___ Data to process
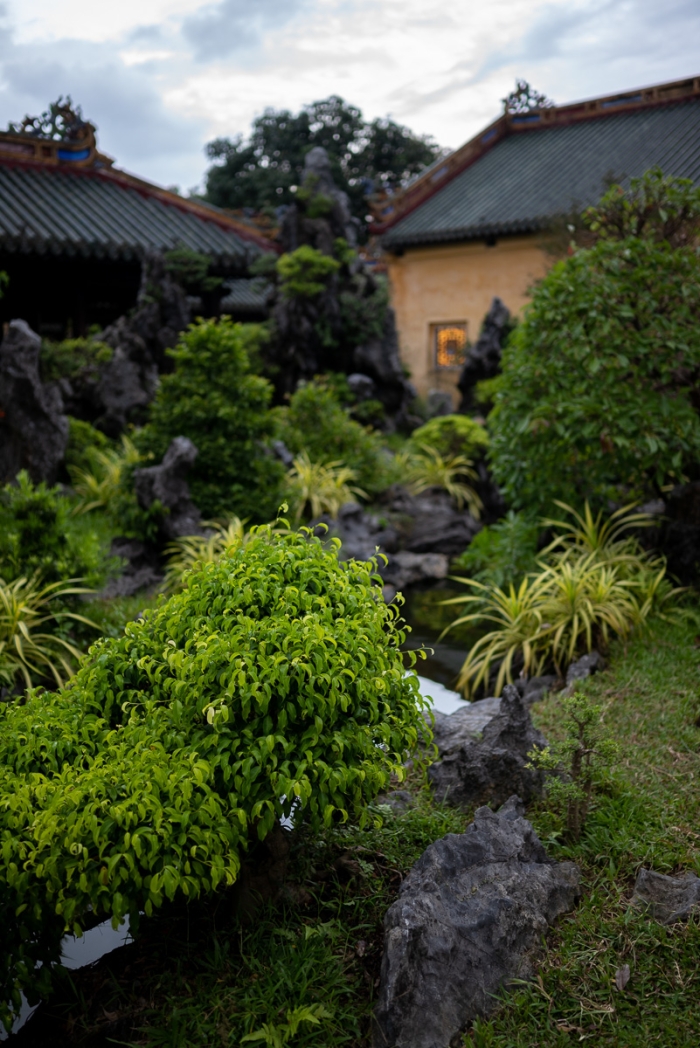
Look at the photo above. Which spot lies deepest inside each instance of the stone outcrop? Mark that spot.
(483, 359)
(491, 767)
(668, 899)
(469, 917)
(167, 484)
(34, 429)
(310, 334)
(121, 390)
______
__Brief__
Reproduce the listing above word for word, omitting the picture.

__Solution to the problem__
Look at the photo above. Which spot lies deepest inside each instance of the stone outcrop? Mark that spot.
(483, 359)
(491, 767)
(668, 899)
(469, 917)
(167, 484)
(34, 429)
(310, 334)
(121, 390)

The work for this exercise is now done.